READING TEXT section start
Truth No Matter What

My Mother Stephany Garfield
 2'9" by 3', oil on canvas cloth

The main thing is, writers write, artists paint or sculpt or scream into the void with the work they do, whatever it is.  If creatives don't create, if all they do is marinate, think about their creations-to-be, then what are they?
To be true to yourself and live a meaningful life, you really do have to make certain choices.  I choose to use my voice in any way I can, to say whatever it is I’m trying to say, and I don't always know what that is.  Nothing is out of bounds for the artist.  All of us speak from somewhere inside and we don't always know what we're saying, until after we said it, and often not even then.

Stephany at Winnipeg Beach
3' by 5', oil on canvas
But it's not important that we know on a conscious level.  It's important only that we say it, and then move on to the next unformed or perfectly formed thought, because art is confusing and complicated, even if it looks simple.  Art is a mirror of the soul, and I don't know what a soul really is.  Art is neither good or bad, but if it's art, it's honest.
Everything Falls Away
In life, people we love are faced with mortality in a public sort of way.  It's inevitable.  When my mother grew old, she often reminded me of a withering flower.  Every time I looked at her, I saw a flower growing older and older and older, more fragile, thinner, but no less beautiful.
READING TEXT section end
PROVIDED MATERIAL section start
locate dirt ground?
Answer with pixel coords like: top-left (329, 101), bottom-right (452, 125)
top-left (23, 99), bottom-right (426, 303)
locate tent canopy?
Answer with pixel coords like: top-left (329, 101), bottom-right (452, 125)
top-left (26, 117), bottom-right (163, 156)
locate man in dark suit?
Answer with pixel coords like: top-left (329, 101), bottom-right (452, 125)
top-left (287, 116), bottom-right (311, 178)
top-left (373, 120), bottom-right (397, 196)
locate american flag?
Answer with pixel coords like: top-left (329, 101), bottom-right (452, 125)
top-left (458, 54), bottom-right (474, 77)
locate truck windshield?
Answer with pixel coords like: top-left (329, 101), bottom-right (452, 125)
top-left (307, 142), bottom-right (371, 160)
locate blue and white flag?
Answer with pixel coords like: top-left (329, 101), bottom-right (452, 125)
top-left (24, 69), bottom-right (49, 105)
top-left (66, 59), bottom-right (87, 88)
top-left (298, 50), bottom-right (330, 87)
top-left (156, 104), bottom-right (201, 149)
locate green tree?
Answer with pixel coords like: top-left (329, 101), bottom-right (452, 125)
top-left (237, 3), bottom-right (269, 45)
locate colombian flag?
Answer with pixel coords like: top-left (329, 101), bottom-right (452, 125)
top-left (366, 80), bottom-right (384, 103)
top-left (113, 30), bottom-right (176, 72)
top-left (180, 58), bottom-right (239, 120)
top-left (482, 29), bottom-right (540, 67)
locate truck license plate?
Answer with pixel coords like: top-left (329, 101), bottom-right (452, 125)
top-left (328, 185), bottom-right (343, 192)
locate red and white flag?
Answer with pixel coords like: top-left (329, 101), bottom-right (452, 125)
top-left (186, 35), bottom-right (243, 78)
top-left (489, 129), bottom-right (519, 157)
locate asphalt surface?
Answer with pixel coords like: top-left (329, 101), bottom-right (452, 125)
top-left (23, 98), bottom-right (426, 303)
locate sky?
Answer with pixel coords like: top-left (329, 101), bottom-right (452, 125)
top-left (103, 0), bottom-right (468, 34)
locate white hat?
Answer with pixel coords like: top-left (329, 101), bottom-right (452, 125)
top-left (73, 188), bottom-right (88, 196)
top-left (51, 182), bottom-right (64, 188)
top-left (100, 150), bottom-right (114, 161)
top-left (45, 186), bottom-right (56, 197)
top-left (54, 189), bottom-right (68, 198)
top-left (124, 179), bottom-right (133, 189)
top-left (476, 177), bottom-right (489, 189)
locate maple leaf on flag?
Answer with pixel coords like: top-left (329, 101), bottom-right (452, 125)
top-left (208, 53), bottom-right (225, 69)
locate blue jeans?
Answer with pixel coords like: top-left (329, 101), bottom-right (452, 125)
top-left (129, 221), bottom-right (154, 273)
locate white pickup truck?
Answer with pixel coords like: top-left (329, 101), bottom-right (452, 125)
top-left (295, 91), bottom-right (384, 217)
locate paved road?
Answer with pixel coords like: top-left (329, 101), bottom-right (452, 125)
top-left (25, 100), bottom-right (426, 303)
PROVIDED MATERIAL section end
EXERCISE GOAL
Extend the reflection on art and the narrator's aging mother beyond its final sentence. These items come from a separate source.

ANSWER SECTION
She lived with me and my family for the last 19 years of her life, and little things began to go. First her hearing, which I realized when she accused me of speaking softer on purpose so that Icould more easily aggravate her.  Then her eyes, when she could no longer read the books she enjoyed.  Her sense of direction deserted her.  She began having minor car accidents.  She got lost driving home from the grocery store.  We had to separate her from her car keys. At last, when she discovered that the computer class she had signed up for was beyond her, some hope in her mind quietly folded up for good..

That one was painful for both of us.  It was the moment that I realized a corner had been turned.  It was the first really tangible proof that mortality was stalking her and would catch her one day.

The complexity of accepting mortality is universal to humans, of course.  We all know what the future holds and we approach it in our individual ways, and for most of our lives, these ways are private.

But at the end, many of us go to hospitals, where we are subjected to the loss of the rest of us, except for what's left of our used-up bodies and too often, our dignity.  When we enter a hospital for the last time, the last thing that falls away from us, is ourselves.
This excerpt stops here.